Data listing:
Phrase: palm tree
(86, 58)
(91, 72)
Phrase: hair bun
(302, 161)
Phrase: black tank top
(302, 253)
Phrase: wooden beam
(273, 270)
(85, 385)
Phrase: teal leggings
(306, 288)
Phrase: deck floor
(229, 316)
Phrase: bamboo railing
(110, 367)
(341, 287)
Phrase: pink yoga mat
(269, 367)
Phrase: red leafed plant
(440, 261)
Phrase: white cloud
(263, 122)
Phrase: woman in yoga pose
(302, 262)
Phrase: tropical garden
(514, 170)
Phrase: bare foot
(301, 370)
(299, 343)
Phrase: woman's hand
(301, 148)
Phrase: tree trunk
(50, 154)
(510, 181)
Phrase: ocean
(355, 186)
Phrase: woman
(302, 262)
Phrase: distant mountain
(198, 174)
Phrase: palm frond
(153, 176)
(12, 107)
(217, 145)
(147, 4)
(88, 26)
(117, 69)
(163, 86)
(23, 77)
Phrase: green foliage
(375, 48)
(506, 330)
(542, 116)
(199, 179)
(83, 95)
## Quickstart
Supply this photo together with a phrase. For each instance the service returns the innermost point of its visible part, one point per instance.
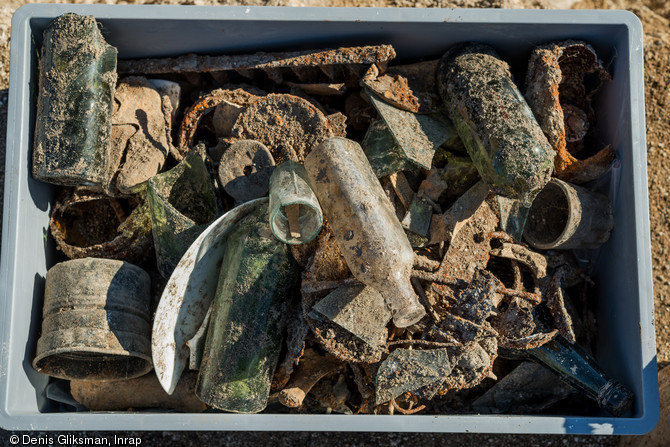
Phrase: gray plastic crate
(626, 343)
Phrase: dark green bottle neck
(577, 368)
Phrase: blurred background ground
(654, 14)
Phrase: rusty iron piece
(206, 104)
(475, 301)
(513, 216)
(409, 87)
(462, 329)
(88, 224)
(224, 118)
(424, 263)
(141, 392)
(394, 90)
(409, 410)
(518, 276)
(296, 334)
(532, 298)
(418, 136)
(358, 309)
(472, 366)
(245, 170)
(530, 341)
(288, 125)
(553, 295)
(141, 140)
(359, 111)
(425, 301)
(332, 394)
(576, 125)
(535, 261)
(364, 55)
(470, 206)
(329, 270)
(467, 251)
(311, 368)
(555, 77)
(321, 286)
(320, 89)
(364, 383)
(516, 322)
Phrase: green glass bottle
(494, 121)
(577, 368)
(74, 106)
(245, 329)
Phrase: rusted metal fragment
(513, 216)
(288, 125)
(530, 341)
(462, 329)
(473, 365)
(418, 136)
(207, 103)
(394, 90)
(194, 63)
(245, 169)
(360, 310)
(359, 111)
(410, 369)
(383, 153)
(87, 224)
(329, 269)
(224, 118)
(471, 205)
(320, 89)
(467, 251)
(312, 368)
(556, 304)
(560, 99)
(332, 394)
(296, 334)
(528, 389)
(418, 218)
(536, 262)
(140, 135)
(515, 322)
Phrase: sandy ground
(654, 15)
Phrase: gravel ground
(656, 36)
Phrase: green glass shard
(182, 203)
(248, 318)
(295, 213)
(418, 217)
(384, 154)
(418, 135)
(513, 216)
(410, 369)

__Problem description__. Quote the data exactly, leaving every image out of the copy.

__Answer in full__.
Phrase: palm tree
(86, 58)
(91, 72)
Phrase: hair bun
(302, 161)
Phrase: black tank top
(302, 253)
Phrase: wooden beam
(273, 270)
(85, 385)
Phrase: teal leggings
(306, 288)
Phrase: deck floor
(229, 316)
Phrase: bamboo railing
(110, 367)
(341, 287)
Phrase: pink yoga mat
(269, 367)
Phrase: red leafed plant
(440, 261)
Phrase: white cloud
(263, 122)
Phrase: woman in yoga pose
(302, 262)
Phrase: tropical garden
(514, 170)
Phrase: bare foot
(301, 370)
(299, 343)
Phrase: woman's hand
(301, 148)
Phrase: tree trunk
(50, 154)
(510, 181)
Phrase: ocean
(355, 186)
Phrase: woman
(302, 262)
Phrase: distant mountain
(198, 174)
Phrase: palm frond
(153, 176)
(12, 107)
(217, 145)
(147, 4)
(88, 26)
(117, 69)
(163, 86)
(23, 77)
Phrase: green foliage
(375, 48)
(506, 330)
(542, 116)
(199, 179)
(83, 95)
## Quickstart
Supply this photo together with a phrase. For each instance the service returns the innermost point of its visible part, one point per instance.
Phrase: gray plastic crate
(626, 343)
Phrase: dark green bottle neck
(577, 368)
Phrase: blurred background ground
(654, 14)
Phrase: rusty iron piece
(206, 104)
(475, 301)
(513, 216)
(409, 87)
(462, 329)
(88, 224)
(224, 118)
(424, 263)
(141, 392)
(394, 90)
(409, 410)
(518, 276)
(296, 334)
(532, 298)
(418, 136)
(358, 309)
(472, 366)
(245, 170)
(530, 341)
(288, 125)
(553, 295)
(141, 140)
(359, 111)
(425, 301)
(332, 394)
(576, 125)
(535, 261)
(364, 55)
(470, 206)
(329, 270)
(467, 251)
(311, 368)
(555, 77)
(321, 286)
(320, 89)
(364, 383)
(516, 322)
Phrase: green glass bottle
(494, 121)
(577, 368)
(74, 106)
(245, 329)
Phrase: rusted metal fragment
(513, 216)
(288, 125)
(530, 341)
(462, 329)
(473, 365)
(418, 136)
(207, 103)
(394, 90)
(194, 63)
(245, 169)
(360, 310)
(359, 111)
(410, 369)
(383, 153)
(87, 224)
(329, 269)
(224, 118)
(471, 205)
(320, 89)
(467, 251)
(312, 368)
(556, 304)
(560, 99)
(332, 394)
(296, 334)
(528, 389)
(418, 218)
(536, 262)
(140, 135)
(515, 322)
Phrase: sandy ground
(654, 15)
Phrase: gravel ground
(656, 36)
Phrase: green glass shard
(182, 203)
(248, 318)
(295, 213)
(418, 217)
(384, 154)
(418, 135)
(513, 216)
(410, 369)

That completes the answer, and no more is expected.